But the fruit that the work of summer camp bears is worth highlighting, also. Unchurched children hear the stories of our faith. They learn about why we gather in the sanctuary and how to read the Bible. They play together when they could have been on a device, isolated in a home cut-off from a neighborhood and empty because their parents are away. Children experience the love of Christ in the kindness they receive from their counselors, and kids become familiar with the work of the church. They learn about foreign lands and missionaries. They learn how to love their neighbors and sing songs we sang in church when we were eight years old. They ask questions about our stained-glass windows and get a tour of our baptistery. And at the end of the summer, with tears streaming down their faces and with voices trembling, they confess that Jesus Christ is Lord. 

Brothers and sisters, this is why we do what we are doing. We are not a childcare center. We are the Church. We host a summer camp to minister to families so that their children can hear the Good News of Jesus Christ. In sharing our space, and by investing in young people's leadership, we create a climate for God to plant His seeds in good soil. I can’t help but to remember Jesus’s words in Matthew 13:23 “But as for what was sown on good soil, this is the one who hears the word and understands it, who indeed bears fruit and yields…a hundredfold.” 

Each year that we have hosted camp, we have learned how to be better stewards of what has been entrusted to us. There have been times where, as my father liked to say, we "ran well, stumbled and fell." That is true. Our efforts have not been without miscues. But because of the faithfulness of our church, our staff, and our leadership, we've always been able to pick ourselves up, learn from our mistakes and rededicate ourselves to the opportunity that lies before us. 

Y'all, our churches are not intended to be empty. If people do not come to our facility or gatherings like they once did, then it is incumbent upon us to be faithful, relevant, and creative in making sure that we are committed to our call to be missionaries. 

Today, there is a great demand for the ministry that we provide. No other church in our community or region is attempting to do what we are doing. And frankly, we know why! The work we have been called to do is hard. It is littered with risk. Parents frequently see themselves as consumers of our efforts and treat us accordingly. In our attempt to do the right thing, we are often placed in no-win scenarios. Ask any service-provider, administrator, and educator. Caring and ministering to children and their families is not for the faint of heart. 

And yet, God has provided us the means to serve children and families this summer. The landscape for serving our neighbors has changed in the last weeks, and we have had to modify our offerings. Still, Summer Explorers Camp is something that we can do. Here are several ways that you can partner with us in our efforts: 

1.) You can pray for our staff, including Whitney Massingale, our new Summer Explorers Camp Director. 

2.) You can see our church's summer camp as the kind of experience we would typically seek out for a mission trip. We don't have to go to Arkansas or Washington DC to serve children and their families. They are right here on Main Street in the same church you grew up in and love. 

3.) You can offer to volunteer 30 minutes of your time once or twice a week so that our staff can take a break off the clock. Contact Whitney Massingale at wmmassingale@gmail.com and say you're willing to serve. 

Imagine the gift that our summer camp represents to children and families at this time. Children, whose lives have been disrupted in such profound ways, will be given a chance to feel a sense of routine and normalcy with other children. Parents who have been struggling to both homeschool and work from home will have the opportunity to give their attention more fully to their work and their families. And most importantly, our children will be able to reframe the disturbing realities of our most recent season with an understanding of a God who loves them enough to save them through Christ's love. 

It all begins this Monday, and I can hardly wait until it does. 

Thank you for being partners with us on the journey to serve and to love our neighbors.

--*--

**Task to complete**.
According to the summer camp text, who is the new Summer Explorers Camp Director? The entries that come next have nothing to do with the summer camp text.

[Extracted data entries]
--*--

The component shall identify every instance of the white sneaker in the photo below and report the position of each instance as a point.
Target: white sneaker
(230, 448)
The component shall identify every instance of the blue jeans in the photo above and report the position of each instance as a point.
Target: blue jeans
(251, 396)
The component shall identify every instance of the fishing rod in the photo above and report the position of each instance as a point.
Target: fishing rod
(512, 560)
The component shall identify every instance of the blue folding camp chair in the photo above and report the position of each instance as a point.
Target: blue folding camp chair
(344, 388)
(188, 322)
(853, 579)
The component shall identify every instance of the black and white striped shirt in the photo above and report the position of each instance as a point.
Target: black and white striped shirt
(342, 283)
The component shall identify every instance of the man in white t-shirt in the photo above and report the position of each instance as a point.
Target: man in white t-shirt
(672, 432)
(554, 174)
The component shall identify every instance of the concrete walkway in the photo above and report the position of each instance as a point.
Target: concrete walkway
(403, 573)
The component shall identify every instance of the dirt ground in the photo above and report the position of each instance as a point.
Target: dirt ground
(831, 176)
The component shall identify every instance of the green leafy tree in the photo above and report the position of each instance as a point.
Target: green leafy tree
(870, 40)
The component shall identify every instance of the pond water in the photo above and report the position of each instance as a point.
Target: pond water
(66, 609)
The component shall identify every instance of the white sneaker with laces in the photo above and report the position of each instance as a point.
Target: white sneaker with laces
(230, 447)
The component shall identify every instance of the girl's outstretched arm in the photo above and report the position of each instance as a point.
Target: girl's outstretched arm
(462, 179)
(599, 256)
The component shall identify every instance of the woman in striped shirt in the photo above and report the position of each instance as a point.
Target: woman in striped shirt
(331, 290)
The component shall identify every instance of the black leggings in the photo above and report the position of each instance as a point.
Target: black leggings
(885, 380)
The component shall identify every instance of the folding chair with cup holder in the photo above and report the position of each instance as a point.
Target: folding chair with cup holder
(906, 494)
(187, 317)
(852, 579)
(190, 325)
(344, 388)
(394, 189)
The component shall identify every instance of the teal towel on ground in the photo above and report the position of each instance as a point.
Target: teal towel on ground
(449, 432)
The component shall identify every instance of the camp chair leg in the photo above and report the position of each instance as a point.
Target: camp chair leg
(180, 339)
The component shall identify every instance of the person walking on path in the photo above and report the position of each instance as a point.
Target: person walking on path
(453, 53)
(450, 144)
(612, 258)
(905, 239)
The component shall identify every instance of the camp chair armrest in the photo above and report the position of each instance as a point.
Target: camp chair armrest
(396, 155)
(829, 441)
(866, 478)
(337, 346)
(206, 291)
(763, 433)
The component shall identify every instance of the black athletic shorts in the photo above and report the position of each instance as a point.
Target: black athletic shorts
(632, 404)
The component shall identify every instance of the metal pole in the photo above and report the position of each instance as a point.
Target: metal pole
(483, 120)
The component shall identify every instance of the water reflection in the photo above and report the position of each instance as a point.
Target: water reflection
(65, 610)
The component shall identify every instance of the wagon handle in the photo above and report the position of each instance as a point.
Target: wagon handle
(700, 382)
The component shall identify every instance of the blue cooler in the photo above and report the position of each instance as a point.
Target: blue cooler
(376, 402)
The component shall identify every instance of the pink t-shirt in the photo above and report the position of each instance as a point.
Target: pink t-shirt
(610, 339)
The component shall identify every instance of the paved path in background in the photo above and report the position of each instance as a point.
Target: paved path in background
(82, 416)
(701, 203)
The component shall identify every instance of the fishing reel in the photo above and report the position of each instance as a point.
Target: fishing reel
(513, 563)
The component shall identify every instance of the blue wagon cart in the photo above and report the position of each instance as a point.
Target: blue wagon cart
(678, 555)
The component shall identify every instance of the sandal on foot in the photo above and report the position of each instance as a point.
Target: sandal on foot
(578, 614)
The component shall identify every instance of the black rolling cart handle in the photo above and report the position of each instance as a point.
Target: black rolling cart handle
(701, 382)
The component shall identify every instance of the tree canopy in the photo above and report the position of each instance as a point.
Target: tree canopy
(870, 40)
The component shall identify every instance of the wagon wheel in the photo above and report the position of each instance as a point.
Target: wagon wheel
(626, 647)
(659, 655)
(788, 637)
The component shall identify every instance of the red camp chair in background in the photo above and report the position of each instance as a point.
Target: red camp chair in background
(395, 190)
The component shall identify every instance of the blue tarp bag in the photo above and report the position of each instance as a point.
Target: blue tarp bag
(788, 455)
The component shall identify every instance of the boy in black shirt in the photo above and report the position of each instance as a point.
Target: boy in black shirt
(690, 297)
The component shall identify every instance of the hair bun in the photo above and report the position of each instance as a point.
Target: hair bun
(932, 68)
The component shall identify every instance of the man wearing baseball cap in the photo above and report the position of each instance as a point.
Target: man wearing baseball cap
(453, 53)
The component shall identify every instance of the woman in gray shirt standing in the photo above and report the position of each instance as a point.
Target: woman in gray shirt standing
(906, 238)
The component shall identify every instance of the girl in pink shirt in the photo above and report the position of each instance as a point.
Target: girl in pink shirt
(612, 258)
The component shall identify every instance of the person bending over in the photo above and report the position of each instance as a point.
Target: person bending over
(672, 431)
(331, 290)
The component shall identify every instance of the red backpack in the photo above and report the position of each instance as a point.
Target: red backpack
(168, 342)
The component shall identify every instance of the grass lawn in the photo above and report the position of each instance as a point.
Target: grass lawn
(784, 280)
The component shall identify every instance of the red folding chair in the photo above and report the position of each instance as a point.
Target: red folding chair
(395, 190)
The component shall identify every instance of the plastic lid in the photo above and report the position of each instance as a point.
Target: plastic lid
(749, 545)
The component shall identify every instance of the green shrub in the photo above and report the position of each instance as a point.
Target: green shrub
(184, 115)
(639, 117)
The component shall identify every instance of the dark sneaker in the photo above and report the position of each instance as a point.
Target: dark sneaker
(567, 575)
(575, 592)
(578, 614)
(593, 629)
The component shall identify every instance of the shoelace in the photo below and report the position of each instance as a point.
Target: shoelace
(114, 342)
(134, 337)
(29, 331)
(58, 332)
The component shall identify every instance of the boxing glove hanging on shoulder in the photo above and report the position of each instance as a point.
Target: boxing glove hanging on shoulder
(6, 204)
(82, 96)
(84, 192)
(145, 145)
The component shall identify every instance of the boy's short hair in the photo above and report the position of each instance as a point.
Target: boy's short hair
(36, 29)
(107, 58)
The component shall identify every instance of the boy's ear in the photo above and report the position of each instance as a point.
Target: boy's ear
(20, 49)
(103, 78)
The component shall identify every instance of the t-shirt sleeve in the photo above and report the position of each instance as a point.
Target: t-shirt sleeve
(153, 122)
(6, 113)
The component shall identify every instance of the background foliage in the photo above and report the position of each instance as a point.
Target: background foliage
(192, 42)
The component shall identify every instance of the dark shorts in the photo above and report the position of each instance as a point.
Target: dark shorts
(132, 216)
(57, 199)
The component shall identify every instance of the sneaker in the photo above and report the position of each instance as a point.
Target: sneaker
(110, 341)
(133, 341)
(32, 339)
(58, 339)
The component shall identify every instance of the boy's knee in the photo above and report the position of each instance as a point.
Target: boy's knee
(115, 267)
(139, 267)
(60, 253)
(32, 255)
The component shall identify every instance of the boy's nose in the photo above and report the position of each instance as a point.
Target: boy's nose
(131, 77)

--*--

**Answer box**.
Whitney Massingale